| Exercise prompt |
Which lines in the entries below contain the word "canopy"? Pull out each of them.

| Input data |

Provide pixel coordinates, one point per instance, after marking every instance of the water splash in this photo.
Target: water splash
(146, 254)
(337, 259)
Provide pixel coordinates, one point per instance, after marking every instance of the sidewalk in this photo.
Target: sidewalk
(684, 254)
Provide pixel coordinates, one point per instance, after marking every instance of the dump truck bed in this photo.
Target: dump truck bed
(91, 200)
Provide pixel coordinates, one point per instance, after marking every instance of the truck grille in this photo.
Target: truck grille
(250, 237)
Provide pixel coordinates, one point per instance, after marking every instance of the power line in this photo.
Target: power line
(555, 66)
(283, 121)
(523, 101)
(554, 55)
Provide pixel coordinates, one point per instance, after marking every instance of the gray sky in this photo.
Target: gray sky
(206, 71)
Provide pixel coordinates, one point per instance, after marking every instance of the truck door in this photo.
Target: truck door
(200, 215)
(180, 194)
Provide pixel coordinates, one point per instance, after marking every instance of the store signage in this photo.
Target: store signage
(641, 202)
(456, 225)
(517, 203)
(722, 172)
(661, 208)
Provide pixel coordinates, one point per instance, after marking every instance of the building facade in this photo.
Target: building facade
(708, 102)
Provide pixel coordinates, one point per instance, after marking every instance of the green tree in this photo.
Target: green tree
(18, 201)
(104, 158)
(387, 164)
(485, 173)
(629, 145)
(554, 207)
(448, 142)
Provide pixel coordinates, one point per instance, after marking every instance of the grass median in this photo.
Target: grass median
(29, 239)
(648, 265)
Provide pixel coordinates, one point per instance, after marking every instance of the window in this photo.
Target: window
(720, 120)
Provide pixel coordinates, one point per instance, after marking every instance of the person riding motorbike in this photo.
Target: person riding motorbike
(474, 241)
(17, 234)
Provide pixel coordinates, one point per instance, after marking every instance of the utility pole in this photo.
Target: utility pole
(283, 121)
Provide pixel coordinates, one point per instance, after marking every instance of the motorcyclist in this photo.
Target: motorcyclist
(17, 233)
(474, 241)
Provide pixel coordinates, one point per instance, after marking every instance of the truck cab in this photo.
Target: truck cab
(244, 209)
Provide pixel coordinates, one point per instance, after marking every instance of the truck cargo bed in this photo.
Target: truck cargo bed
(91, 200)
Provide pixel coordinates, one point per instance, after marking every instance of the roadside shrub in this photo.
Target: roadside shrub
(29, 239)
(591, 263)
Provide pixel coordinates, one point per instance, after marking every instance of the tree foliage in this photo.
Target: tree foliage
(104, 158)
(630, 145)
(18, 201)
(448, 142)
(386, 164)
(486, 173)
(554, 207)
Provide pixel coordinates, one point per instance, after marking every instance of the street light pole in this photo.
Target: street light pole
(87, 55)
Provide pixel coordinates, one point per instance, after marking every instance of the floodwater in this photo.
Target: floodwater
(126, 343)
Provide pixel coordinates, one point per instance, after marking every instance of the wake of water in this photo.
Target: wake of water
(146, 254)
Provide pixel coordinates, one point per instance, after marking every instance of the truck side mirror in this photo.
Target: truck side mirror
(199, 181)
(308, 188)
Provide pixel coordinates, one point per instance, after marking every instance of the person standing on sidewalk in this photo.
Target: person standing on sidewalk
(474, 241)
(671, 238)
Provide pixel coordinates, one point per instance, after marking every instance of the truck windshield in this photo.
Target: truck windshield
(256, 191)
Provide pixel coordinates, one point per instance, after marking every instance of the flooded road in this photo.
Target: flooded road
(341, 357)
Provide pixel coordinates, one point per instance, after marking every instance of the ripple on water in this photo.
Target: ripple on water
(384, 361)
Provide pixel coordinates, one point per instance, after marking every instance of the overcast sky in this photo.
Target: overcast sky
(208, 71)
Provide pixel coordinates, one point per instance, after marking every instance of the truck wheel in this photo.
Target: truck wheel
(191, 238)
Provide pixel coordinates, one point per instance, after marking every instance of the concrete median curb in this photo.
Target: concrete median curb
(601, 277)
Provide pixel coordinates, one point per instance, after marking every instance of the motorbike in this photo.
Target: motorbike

...

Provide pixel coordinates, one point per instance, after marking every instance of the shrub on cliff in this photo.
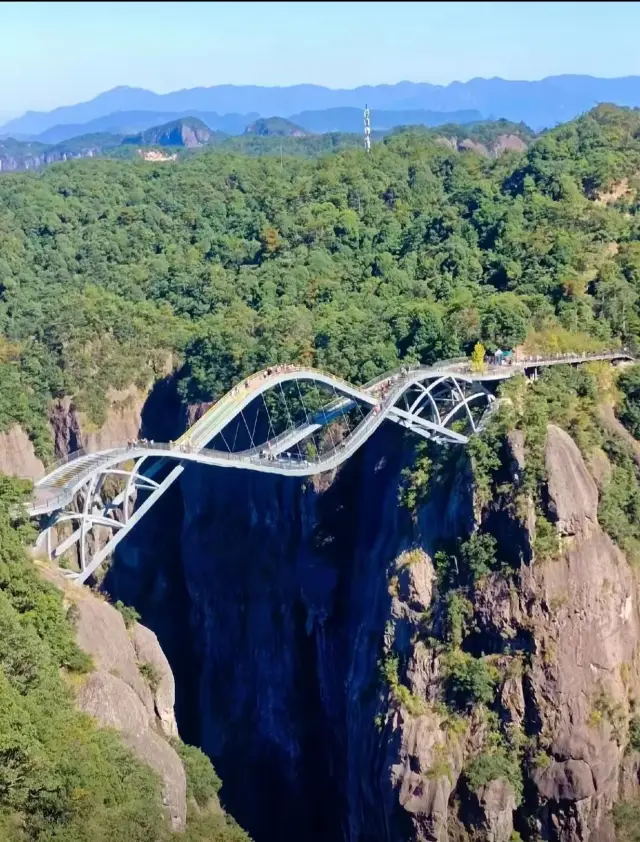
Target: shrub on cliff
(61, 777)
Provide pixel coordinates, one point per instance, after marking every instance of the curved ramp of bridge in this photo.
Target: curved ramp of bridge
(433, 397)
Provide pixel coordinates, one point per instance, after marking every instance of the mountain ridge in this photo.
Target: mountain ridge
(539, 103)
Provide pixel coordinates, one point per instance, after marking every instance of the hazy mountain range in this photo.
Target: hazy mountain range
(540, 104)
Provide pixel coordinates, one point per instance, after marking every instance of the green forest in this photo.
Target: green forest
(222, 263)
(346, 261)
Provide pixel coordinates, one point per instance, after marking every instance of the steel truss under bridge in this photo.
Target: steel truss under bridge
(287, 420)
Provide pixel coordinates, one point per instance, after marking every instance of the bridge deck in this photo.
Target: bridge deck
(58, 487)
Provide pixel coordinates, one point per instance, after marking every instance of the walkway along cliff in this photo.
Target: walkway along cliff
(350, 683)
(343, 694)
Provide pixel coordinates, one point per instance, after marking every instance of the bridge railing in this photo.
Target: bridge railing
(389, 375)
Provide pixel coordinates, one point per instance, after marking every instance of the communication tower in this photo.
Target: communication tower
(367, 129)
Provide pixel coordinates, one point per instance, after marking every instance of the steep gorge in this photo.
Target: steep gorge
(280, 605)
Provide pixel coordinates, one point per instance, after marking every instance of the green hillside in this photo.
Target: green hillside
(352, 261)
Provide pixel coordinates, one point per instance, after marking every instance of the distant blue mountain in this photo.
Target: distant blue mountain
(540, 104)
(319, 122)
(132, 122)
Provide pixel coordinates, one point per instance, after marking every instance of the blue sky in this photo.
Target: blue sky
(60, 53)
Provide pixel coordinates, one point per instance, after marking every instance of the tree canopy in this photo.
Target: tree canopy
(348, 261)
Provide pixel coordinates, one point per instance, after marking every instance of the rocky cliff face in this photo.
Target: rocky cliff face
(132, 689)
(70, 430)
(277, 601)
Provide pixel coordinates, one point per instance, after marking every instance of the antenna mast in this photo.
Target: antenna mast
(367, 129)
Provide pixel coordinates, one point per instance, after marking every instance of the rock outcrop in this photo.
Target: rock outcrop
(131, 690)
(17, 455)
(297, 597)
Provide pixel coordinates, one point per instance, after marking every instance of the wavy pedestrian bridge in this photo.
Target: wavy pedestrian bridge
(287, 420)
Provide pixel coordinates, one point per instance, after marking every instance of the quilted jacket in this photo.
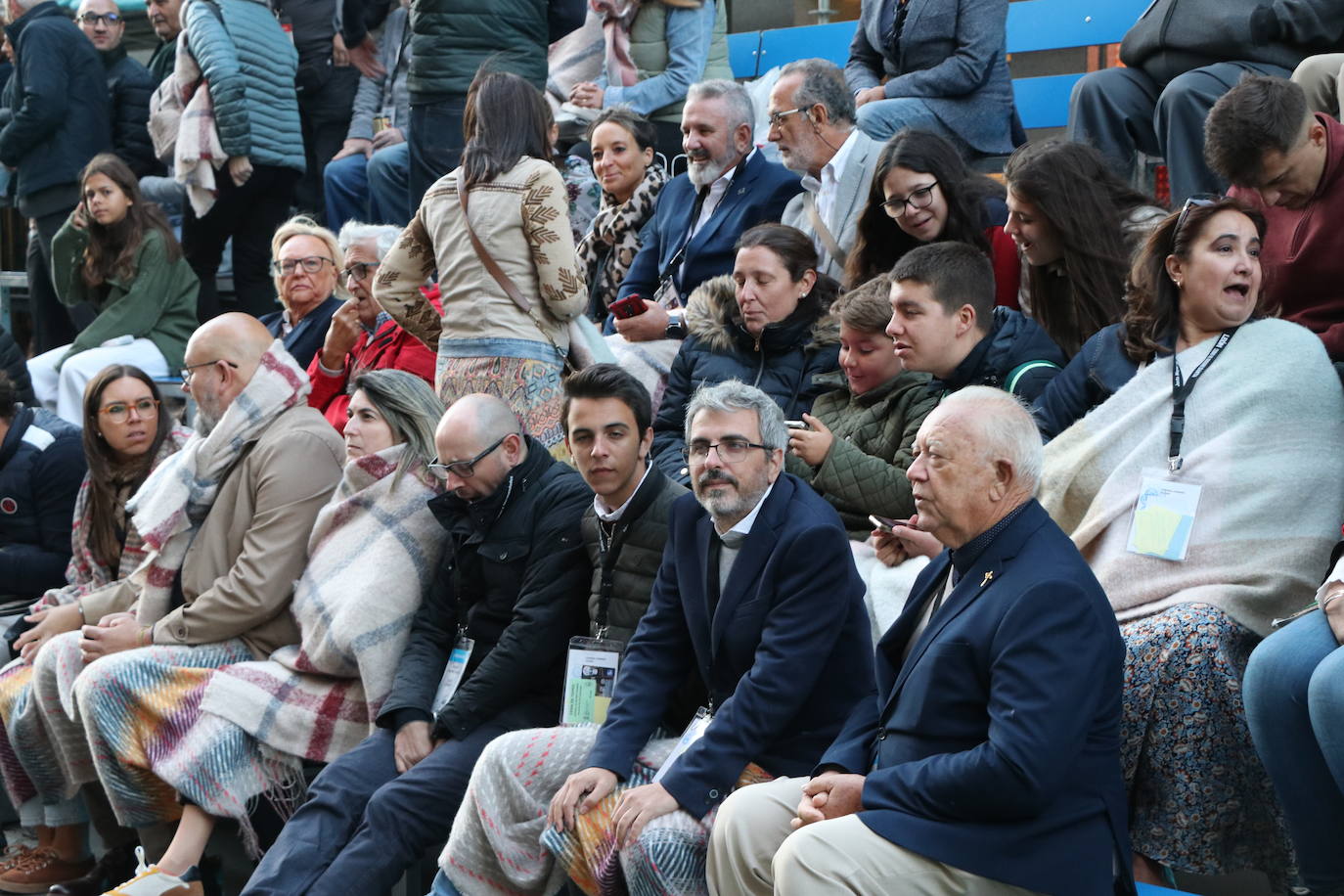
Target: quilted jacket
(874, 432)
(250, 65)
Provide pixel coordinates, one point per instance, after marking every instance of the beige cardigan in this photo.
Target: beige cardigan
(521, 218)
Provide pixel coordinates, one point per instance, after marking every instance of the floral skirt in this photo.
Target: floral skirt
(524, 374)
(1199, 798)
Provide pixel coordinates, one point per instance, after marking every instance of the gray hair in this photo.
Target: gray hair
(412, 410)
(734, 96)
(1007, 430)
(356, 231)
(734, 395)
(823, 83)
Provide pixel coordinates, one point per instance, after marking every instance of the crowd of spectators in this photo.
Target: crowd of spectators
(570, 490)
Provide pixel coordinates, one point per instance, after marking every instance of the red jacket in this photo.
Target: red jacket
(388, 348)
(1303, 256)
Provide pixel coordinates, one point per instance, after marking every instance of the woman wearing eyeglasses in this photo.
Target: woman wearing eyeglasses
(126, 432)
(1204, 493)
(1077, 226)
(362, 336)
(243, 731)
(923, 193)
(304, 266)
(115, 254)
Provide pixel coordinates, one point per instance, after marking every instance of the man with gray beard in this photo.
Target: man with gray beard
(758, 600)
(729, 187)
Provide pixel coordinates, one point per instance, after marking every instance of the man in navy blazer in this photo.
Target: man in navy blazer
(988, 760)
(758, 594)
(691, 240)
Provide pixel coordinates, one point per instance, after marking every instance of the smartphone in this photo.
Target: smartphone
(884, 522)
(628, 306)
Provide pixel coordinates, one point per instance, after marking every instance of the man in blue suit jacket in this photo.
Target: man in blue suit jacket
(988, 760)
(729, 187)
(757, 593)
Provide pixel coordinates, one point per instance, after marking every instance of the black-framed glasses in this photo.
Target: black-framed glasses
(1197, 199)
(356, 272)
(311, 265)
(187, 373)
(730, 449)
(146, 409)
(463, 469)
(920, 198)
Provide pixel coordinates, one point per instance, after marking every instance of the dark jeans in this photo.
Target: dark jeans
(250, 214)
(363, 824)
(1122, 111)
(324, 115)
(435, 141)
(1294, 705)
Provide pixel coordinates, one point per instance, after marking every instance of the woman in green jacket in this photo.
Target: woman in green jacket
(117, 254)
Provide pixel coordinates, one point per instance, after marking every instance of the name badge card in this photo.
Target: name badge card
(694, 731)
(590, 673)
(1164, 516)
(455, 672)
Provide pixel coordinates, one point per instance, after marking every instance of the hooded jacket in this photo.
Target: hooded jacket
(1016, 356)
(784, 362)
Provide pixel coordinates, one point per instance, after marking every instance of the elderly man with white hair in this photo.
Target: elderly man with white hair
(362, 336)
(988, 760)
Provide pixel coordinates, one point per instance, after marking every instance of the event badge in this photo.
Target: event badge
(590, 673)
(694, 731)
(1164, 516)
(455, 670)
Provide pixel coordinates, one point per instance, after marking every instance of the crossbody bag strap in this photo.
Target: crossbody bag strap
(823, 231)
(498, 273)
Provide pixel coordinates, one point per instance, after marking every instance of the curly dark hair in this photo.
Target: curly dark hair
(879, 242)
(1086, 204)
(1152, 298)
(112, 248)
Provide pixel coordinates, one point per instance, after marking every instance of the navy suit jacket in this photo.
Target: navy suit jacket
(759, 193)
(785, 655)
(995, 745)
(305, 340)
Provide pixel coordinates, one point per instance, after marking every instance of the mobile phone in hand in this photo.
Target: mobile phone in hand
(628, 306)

--

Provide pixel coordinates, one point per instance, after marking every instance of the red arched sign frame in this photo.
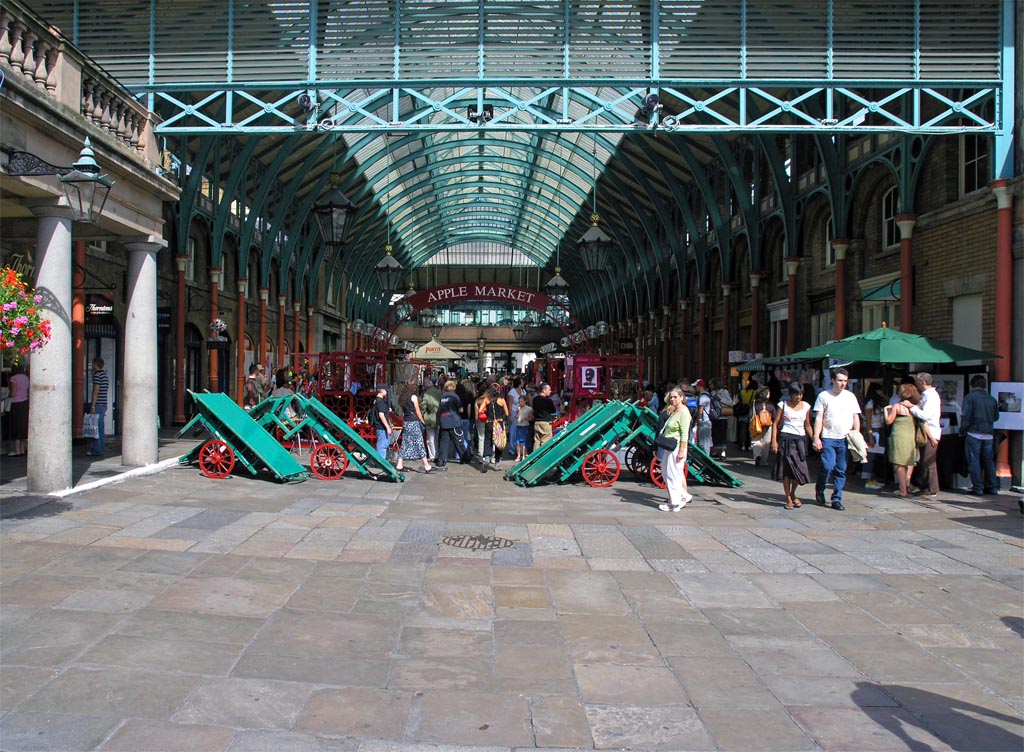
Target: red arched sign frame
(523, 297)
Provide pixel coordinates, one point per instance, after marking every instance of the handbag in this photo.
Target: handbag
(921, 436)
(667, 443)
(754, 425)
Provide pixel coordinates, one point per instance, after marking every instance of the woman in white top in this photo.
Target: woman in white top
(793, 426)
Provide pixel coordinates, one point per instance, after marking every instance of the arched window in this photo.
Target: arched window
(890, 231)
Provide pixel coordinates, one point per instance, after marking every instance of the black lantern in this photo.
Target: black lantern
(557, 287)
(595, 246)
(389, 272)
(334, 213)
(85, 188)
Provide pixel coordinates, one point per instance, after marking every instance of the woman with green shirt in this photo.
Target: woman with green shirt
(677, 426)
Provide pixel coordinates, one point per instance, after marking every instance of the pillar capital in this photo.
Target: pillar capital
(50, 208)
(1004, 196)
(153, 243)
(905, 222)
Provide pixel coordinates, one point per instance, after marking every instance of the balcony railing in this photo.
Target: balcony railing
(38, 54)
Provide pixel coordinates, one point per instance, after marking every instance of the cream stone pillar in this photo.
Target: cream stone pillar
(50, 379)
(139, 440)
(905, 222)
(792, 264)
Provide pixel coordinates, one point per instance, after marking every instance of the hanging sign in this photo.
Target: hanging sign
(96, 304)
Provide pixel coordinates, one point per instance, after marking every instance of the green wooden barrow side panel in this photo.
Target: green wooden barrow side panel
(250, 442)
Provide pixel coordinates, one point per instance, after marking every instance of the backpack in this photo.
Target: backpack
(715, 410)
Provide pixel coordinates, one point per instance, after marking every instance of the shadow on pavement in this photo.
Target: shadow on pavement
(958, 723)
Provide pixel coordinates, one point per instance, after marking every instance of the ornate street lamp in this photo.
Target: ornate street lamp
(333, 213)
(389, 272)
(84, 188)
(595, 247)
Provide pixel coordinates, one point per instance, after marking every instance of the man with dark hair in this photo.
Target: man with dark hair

| In response |
Provide pixel coordinates, one point per instance, after marking every instance of the tree canopy in this photo.
Target: tree canopy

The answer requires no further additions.